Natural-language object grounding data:
- Opening Delimiter -
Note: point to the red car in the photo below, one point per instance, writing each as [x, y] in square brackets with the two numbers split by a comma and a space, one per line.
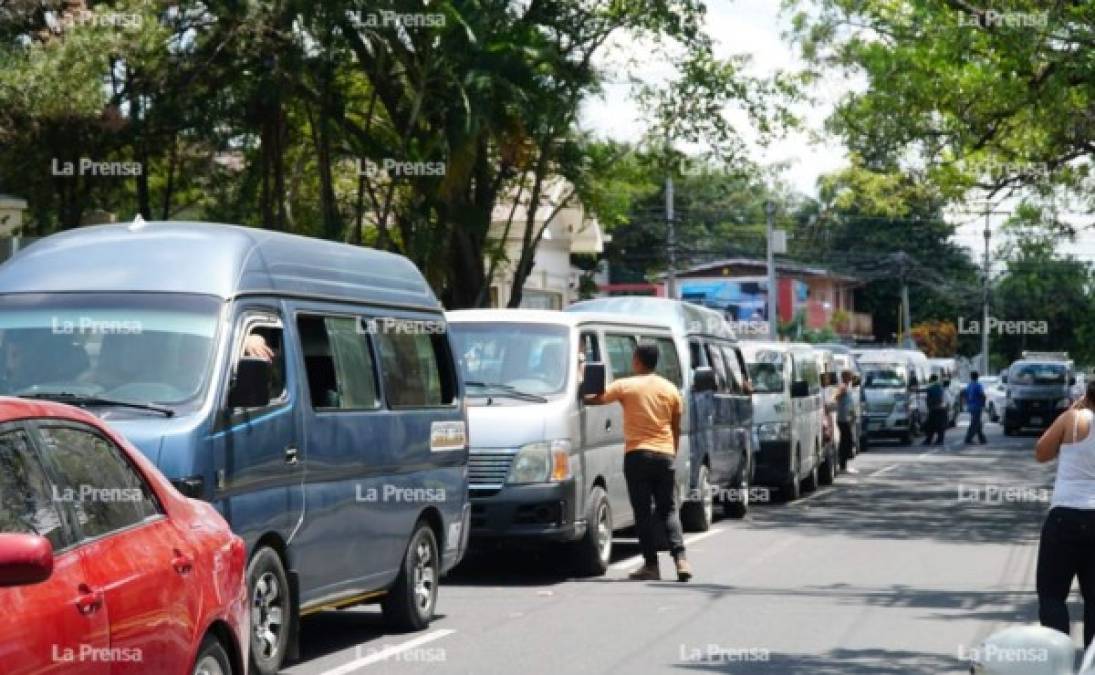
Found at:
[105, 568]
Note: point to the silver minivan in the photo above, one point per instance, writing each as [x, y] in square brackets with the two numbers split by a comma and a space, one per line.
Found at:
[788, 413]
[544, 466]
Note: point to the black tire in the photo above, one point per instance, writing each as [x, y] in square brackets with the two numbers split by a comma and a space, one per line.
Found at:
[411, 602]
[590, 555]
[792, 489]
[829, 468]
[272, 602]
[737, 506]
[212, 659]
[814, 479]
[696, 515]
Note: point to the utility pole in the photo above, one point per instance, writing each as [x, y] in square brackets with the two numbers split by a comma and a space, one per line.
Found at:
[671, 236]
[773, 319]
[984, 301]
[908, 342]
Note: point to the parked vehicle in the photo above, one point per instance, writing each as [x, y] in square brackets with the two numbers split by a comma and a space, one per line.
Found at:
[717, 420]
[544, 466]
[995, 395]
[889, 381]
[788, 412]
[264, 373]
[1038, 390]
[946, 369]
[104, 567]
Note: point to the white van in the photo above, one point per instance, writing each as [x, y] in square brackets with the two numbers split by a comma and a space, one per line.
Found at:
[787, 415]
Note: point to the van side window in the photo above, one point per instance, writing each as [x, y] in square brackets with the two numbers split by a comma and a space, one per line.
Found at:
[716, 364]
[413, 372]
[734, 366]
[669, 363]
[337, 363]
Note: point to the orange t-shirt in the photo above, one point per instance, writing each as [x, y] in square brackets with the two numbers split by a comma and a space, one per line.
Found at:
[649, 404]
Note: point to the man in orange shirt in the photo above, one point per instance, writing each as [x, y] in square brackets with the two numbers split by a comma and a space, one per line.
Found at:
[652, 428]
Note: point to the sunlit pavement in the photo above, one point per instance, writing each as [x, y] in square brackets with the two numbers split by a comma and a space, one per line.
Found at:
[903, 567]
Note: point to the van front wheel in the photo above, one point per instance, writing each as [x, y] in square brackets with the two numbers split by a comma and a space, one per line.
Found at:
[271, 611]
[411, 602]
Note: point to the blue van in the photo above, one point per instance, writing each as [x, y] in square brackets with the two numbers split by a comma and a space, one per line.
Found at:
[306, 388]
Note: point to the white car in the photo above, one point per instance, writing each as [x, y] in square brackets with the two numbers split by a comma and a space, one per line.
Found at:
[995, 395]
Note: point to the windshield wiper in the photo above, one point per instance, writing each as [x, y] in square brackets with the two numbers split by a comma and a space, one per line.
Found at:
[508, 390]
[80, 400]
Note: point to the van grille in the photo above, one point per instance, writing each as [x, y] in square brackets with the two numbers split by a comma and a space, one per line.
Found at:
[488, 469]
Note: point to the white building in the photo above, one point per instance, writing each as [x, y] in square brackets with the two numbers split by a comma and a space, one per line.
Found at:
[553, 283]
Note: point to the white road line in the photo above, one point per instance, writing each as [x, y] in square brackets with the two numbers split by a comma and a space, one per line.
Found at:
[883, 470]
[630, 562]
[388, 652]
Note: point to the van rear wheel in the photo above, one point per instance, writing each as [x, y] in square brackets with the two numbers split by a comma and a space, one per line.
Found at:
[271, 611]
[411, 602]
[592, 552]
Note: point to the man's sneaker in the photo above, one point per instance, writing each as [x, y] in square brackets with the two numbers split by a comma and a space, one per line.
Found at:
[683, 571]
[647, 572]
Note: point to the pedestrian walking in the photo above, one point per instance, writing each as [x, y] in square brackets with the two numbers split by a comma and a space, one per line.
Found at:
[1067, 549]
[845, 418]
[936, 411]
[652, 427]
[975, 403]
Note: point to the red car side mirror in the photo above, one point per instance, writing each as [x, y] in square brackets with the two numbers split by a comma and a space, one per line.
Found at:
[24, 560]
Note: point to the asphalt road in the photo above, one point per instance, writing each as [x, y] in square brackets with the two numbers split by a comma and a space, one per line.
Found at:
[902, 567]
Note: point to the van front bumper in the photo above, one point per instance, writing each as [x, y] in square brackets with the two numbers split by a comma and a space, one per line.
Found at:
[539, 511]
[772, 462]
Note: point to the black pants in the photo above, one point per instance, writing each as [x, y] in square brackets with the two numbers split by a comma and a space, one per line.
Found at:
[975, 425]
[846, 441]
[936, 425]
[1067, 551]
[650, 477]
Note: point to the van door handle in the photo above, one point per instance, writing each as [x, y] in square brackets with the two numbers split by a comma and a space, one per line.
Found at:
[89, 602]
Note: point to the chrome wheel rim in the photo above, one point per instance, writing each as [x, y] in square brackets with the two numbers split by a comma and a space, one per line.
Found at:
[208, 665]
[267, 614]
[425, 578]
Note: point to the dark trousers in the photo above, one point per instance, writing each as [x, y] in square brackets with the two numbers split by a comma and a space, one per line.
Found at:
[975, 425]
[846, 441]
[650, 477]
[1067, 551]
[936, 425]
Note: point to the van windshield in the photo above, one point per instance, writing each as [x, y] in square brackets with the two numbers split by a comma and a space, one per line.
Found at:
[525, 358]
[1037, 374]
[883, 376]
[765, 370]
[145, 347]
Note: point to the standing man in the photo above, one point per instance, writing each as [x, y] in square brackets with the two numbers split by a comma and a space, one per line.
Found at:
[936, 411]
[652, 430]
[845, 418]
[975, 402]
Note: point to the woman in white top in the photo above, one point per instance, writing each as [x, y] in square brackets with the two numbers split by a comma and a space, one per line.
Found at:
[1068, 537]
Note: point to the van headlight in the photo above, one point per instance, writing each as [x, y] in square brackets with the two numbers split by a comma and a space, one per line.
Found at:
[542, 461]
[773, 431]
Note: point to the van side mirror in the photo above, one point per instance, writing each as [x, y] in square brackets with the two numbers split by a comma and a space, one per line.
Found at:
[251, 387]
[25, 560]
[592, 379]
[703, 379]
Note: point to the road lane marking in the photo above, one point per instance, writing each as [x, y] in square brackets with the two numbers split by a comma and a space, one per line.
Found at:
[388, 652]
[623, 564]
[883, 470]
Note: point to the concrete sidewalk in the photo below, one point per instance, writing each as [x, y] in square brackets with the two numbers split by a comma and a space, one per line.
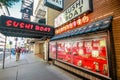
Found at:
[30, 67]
- Closing Delimiter -
Could the lines above be copied out exactly, with no image carried over?

Reply to the task:
Note: point to the red car in the photo below, one point per instance, writing each as [x, y] in square brackets with the two numbers split by a comma and a space, one per line.
Found at:
[105, 568]
Note: point to the silver minivan in the photo above, one point per instance, writing each as [x, y] in square brackets with the two numbers split by a comma and a space, one per line.
Found at:
[788, 413]
[544, 466]
Note: point to the black tire in the photo above, one point per instance, writing each as [x, y] in square brackets with the two numbers split by a comma and a space, one per line.
Found at:
[411, 602]
[590, 555]
[792, 489]
[829, 468]
[272, 602]
[737, 506]
[212, 659]
[814, 479]
[696, 515]
Note: point to the utility pole in the photo above, one point per instance, writing each as [x, y] in square brackets with the two numbers split by a comma and a space, one per line.
Found at:
[671, 236]
[773, 319]
[984, 301]
[908, 342]
Note: point to the parked vehicle in the photo above, one point per instance, writing each as [x, y] in square brackets with the two numbers split by a comma and a space, one per line.
Found at:
[717, 420]
[544, 466]
[995, 395]
[889, 381]
[788, 412]
[264, 373]
[1038, 390]
[946, 369]
[104, 567]
Note: point to the white van in the photo above, one point per instance, writing each as [x, y] in square brackets with the two numbers split by a comma and a space, one per line.
Found at:
[787, 415]
Note: point to the van side window in the photo above, one point per instance, writing each as [x, y] in square brackets with the two numbers split by a comma and a space, one per line.
Found at:
[716, 364]
[413, 372]
[734, 366]
[669, 363]
[337, 363]
Note: point to the orange t-shirt in the photo above, one point per instance, writing each as [x, y] in square brackets with the two numbers split by a comma and a space, one per line.
Found at:
[649, 404]
Note: point to the man in orange shirt in the photo above, one point per instance, writing each as [x, y] in square brackets with the two numbers split by a comma and a space, one per line.
Found at:
[652, 428]
Note: point to the sunlit pavement in the photo above, one point per instance, writing each as [x, y] in square brackets with the two numbers split by a comma and a space, one per line.
Found at:
[903, 567]
Note: point to the van front wheel in the photo above, one point per instance, writing each as [x, y] in square brackets with the two numbers split by a comma and a space, one per line.
Found at:
[271, 611]
[411, 602]
Note: point to the blue van in the photo above, one point per instance, writing each as [x, y] in square brackets with the two numbers split by a comma and a space, one per line.
Found at:
[306, 388]
Note: point to the white car in the photo above, one point per instance, writing each as [x, y] in square brackets with the two numbers split by a comma and a space, one per line.
Found at:
[995, 395]
Note: point to the windshield wiper in the photo above, one point per instance, writing each as [x, y] in square brackets with the two numbers split by a comma and a space, one per line.
Found at:
[508, 390]
[80, 400]
Note: point to the van grille in the photo above, one point per instance, writing each as [x, y] in square brackets with the two numbers split by a comma and a space, one per line.
Found at:
[488, 469]
Note: point to the white building in the photo above, one point per instance, writing each as [x, y] in square brackets with the two numbers split by a comma and a space, one per line.
Found at:
[553, 283]
Note: point to the white road line in the photo above, one point per instance, writing each as [x, y] in square brackets with the two numbers split by a comma and a space, one per line.
Found at:
[883, 470]
[630, 562]
[388, 652]
Note: point to the van rear wheel in the photo above, one point per instance, writing each as [x, y] in square brackets with the two numbers split by a comma and a space, one per line.
Found at:
[271, 611]
[411, 602]
[592, 552]
Note: point to the man's sneaker in the photo above, one point per instance, writing each as [x, y] in square brackets with the two numbers split by a comma and a space, one per line.
Found at:
[683, 571]
[647, 572]
Note: point to the pedestrian walking in the photo above, one point per instance, writing each as [x, y] in square brackets with the two numbers split by a comma and a space, one per line.
Found at:
[1067, 549]
[845, 418]
[936, 411]
[652, 427]
[975, 403]
Note: point to the red car side mirror in the photo above, one point per instance, writing each as [x, y] in square brackets with the two numbers split by a comma and a space, one per line.
Found at:
[24, 560]
Note: point to the asphalt road in the photo above, one point per instance, writing each as [x, y] in square brackets with the two numbers split by a comma and a space, one per line.
Found at:
[902, 567]
Note: point to the van front bumper in the photo above, one point per instance, writing each as [x, y] in square brackets with the two numbers split by a comma and a space, one per line.
Found at:
[539, 511]
[772, 462]
Note: point to the black pants in the photo above, one point per instance, writing each as [x, y] in square brackets with the two numbers split by a comma and a space, one per line.
Found at:
[975, 425]
[846, 441]
[936, 425]
[1067, 551]
[650, 477]
Note: point to the van door handle in the photo above, one point per instance, writing each as [x, y] in square brackets with the two numbers split by a comma and a space, one per line.
Found at:
[89, 602]
Note: point to the chrome wheel rim in the photo above, one point per instance, writing each as [x, y] in square brackets with the two numbers split by a comma and a space, one per line.
Found at:
[208, 665]
[267, 614]
[425, 578]
Note: point to the dark trousers in the photo above, one point per instance, writing each as [x, y] in square brackets with the two numbers split by a comma and a space, one per line.
Found at:
[975, 425]
[846, 441]
[650, 477]
[1067, 551]
[936, 425]
Note: point to the van windshield in the photo above, one point per instance, writing each as [x, y] in square brackets with the two numbers split by a comma and a space, one per line.
Found at:
[525, 358]
[1037, 374]
[883, 376]
[765, 370]
[145, 347]
Note: point to the standing man in the photo above, one point per instance, writing each as [x, y] in square brackets with the two numbers split by a comma and a space, one per line.
Found at:
[936, 411]
[652, 430]
[845, 418]
[975, 402]
Note: point to the woman in white top in the photo above, one point per instance, writing each as [x, y] in square brackets with the two numbers split by a comma and a space, one per line.
Found at:
[1068, 537]
Note: point to the van headlight in the photo above, one point per instance, writing each as [x, y] in square brackets with the two numbers split by a comma and a space, one per line.
Found at:
[542, 461]
[773, 431]
Note: point to the van side mirror in the photo above, one point per instance, writing each as [x, y] in square brackets with the two numbers split by a comma and a space, one per line.
Found at:
[251, 387]
[25, 560]
[592, 379]
[703, 379]
Note: point to the road lane marking in the photo above, one point per instance, writing each as [x, y] in square brackets with the two numbers split by a comma and a space, one per line.
Found at:
[388, 652]
[623, 564]
[883, 470]
Note: point to the concrete sidewalk in the photo below, one point per instance, writing each as [x, y] in square brackets with the two numbers split by a comma and a space, one per line.
Found at:
[30, 67]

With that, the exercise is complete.